• _Dataset entries_:
=== Section Start ===
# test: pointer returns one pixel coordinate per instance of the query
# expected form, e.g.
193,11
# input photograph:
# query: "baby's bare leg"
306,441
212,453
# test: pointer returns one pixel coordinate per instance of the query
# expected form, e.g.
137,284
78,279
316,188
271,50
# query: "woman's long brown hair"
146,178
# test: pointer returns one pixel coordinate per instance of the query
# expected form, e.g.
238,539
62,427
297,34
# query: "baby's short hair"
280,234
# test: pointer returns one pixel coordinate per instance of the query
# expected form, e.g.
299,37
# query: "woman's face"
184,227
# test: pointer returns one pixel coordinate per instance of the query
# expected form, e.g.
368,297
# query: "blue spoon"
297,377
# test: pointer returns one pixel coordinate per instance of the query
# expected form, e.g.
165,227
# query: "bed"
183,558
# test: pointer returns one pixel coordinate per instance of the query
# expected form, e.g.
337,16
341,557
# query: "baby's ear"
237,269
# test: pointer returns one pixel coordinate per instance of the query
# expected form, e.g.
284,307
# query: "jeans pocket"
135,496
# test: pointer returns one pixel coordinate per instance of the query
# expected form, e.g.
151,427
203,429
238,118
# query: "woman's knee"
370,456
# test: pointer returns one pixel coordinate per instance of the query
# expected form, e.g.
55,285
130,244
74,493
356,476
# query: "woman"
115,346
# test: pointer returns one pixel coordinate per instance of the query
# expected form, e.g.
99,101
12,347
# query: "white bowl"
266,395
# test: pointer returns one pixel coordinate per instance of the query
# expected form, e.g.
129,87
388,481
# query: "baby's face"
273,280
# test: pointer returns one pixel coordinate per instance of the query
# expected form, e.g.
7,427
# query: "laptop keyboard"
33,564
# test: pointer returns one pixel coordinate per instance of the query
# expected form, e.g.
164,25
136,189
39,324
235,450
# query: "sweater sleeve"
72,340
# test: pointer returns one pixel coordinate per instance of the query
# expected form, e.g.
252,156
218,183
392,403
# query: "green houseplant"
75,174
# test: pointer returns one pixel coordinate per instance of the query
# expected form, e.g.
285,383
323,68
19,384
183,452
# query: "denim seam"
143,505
=== Section End ===
• _Exercise prompt_:
Output the data in full, precisely as it appears above.

• _Task result_:
# test: pointer returns one pixel coordinate per instance of the query
# expected form, e.g.
193,11
# input photograph:
# query: "baby's bare leg"
306,441
212,453
# test: pointer returns one pixel coordinate per instance of the query
# expected form, e.g.
137,284
78,279
316,188
271,50
# query: "woman's long brown hair"
146,178
# test: pointer returns one pixel coordinate per instance of the query
# expected form, e.g.
238,539
62,427
297,34
# query: "baby's short hair"
280,234
# test: pointer returns one pixel coordinate per instance of the query
# expected form, e.g.
299,37
# query: "woman's face"
184,227
# test: pointer returns one pixel coordinate per instance of the query
# expected form, e.g.
368,297
# query: "blue spoon"
297,377
# test: pointer returns one pixel coordinate per instance of the query
# expected form, e.g.
165,227
# query: "bed"
183,558
# test: pointer returns one pixel coordinate per instance of the query
# expected form, e.g.
337,16
341,557
# query: "baby's ear"
237,269
# test: pointer returns one pixel coordinate per instance of the query
# expected form, e.g.
284,307
# query: "jeans pocket"
135,496
# test: pointer returns one pixel coordinate per instance of the query
# expected form, e.g.
151,427
203,429
238,118
# query: "woman's knee"
370,456
# test: pointer returns one pixel coordinate per instance of the query
# expected form, e.g.
55,285
130,244
74,493
356,476
# query: "woman"
115,346
# test: pointer returns one pixel coordinate per instance of the query
# expected form, e.g.
99,101
12,347
# query: "white bowl"
266,395
# test: pointer returns one pixel coordinate per instance of the query
# expected form, e.g.
129,87
388,481
# query: "baby's face"
273,280
# test: pointer returns one pixel coordinate per instance of the query
# expected form, e.g.
7,427
# query: "laptop keyboard"
33,564
# test: pointer returns one pixel coordinate per instance of the query
# expected form, e.g.
164,25
136,189
39,324
235,450
# query: "sweater sleeve"
72,340
# test: pointer returns one pixel coordinate per instance of the query
# expected form, e.g.
252,156
218,183
392,403
# query: "green houseplant"
75,174
# test: pointer returns one pixel coordinate per instance of the query
# expected form, e.g.
285,383
323,68
19,384
183,452
# query: "denim seam"
143,505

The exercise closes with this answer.